Extrait du troisième rapport du GIEC : AR3
Scénarios d’évolution de la température moyenne globale, par rapport à 1990
Point rouge placé par C.Gerondeau
Point vert placé pour correspondre aux données de l’Hadley Centre;
Pour rappel le réchauffement global en 2021 est de 1,1°C.
Un décalage de 0,2°C peut sembler minime. Il s’agit tout de même d’une erreur de 18%. On peut observer sur le graphe qu’un parcours différent est suggéré.
Dans son sixième rapport le GIEC mentionne que la limite de 1,5°C de réchauffement (fixée par l’Accord de Paris) à une forte probabilité d’être dépassée avant la fin du siècle.
2. La montée des eaux
Gerondeau met en évidence la montée du niveau de la mer, qui est d’environ 2mm par an en moyenne, depuis 1901.
Cela conduirait à une montée des eaux de 20cm en un siècle. Ce n’est pas selon lui une menace importante pour les littoraux et les populations qui vivent proche du niveau de la mer.
D’après le GIEC la montée des eaux varie dans le temps. Elle était de 1,3mm entre 1901 et 1971, tandis qu’entre 2006 et 2018 elle était de 3,7mm.

**********

Consigne:
Recopiez intégralement le texte sur le réchauffement et la montée des eaux, sans y changer quoi que ce soit. Vous n’aurez pas besoin des entrées.

Entrées fournies:
**********

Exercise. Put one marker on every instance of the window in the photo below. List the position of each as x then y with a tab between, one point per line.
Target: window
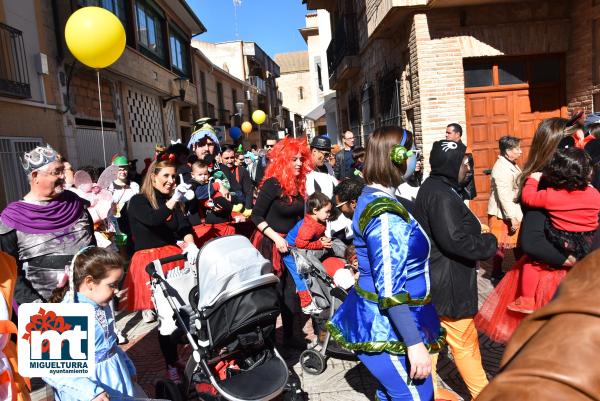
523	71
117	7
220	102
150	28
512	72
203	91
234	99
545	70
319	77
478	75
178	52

**********

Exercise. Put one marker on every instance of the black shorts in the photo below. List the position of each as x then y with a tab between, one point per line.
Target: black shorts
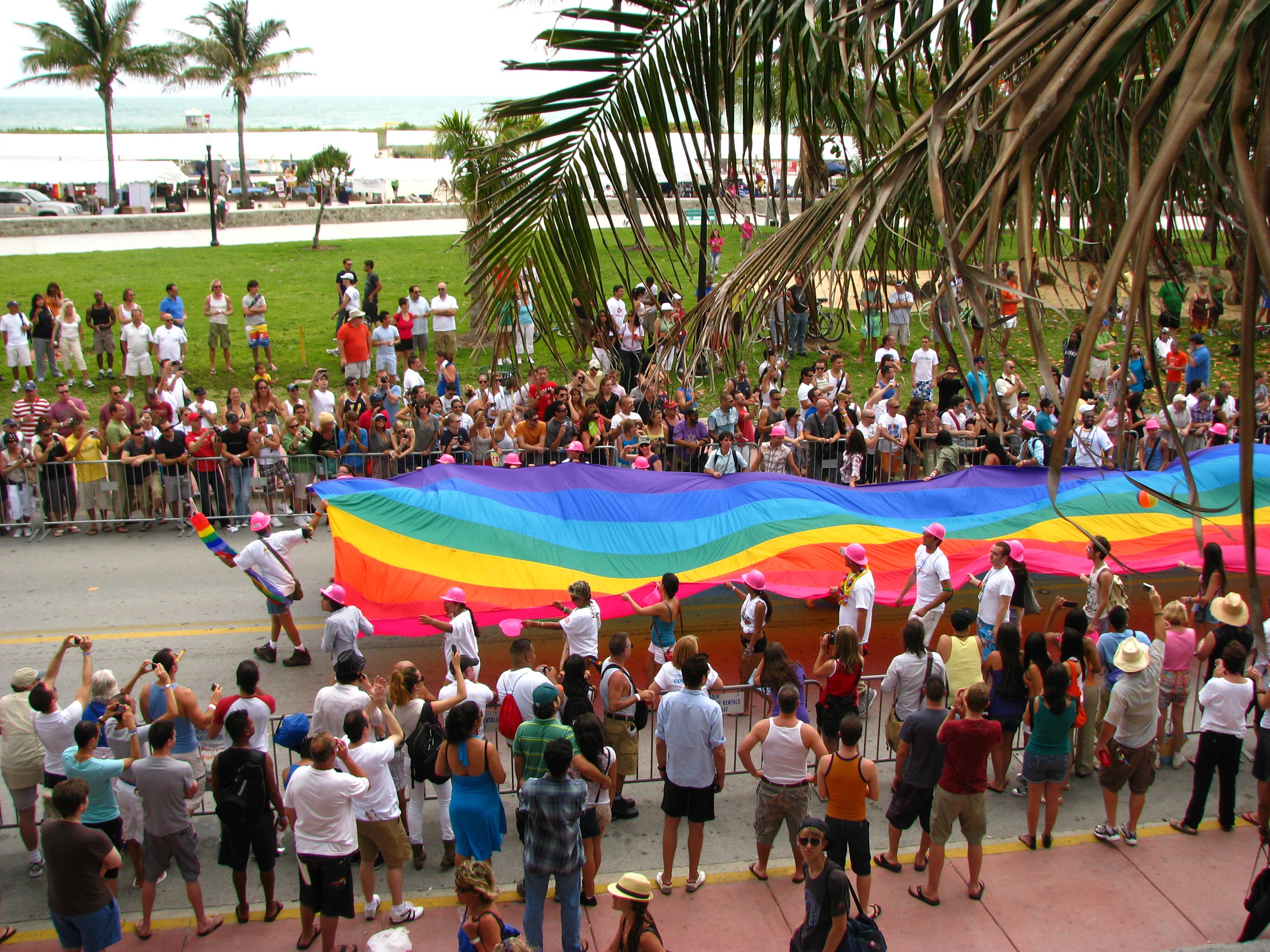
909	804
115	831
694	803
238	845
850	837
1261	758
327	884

**********

Zone de réponse:
Extrait du troisième rapport du GIEC : AR3
Scénarios d’évolution de la température moyenne globale, par rapport à 1990
Point rouge placé par C.Gerondeau
Point vert placé pour correspondre aux données de l’Hadley Centre;
Pour rappel le réchauffement global en 2021 est de 1,1°C.
Un décalage de 0,2°C peut sembler minime. Il s’agit tout de même d’une erreur de 18%. On peut observer sur le graphe qu’un parcours différent est suggéré.
Dans son sixième rapport le GIEC mentionne que la limite de 1,5°C de réchauffement (fixée par l’Accord de Paris) à une forte probabilité d’être dépassée avant la fin du siècle.
2. La montée des eaux
Gerondeau met en évidence la montée du niveau de la mer, qui est d’environ 2mm par an en moyenne, depuis 1901.
Cela conduirait à une montée des eaux de 20cm en un siècle. Ce n’est pas selon lui une menace importante pour les littoraux et les populations qui vivent proche du niveau de la mer.
D’après le GIEC la montée des eaux varie dans le temps. Elle était de 1,3mm entre 1901 et 1971, tandis qu’entre 2006 et 2018 elle était de 3,7mm.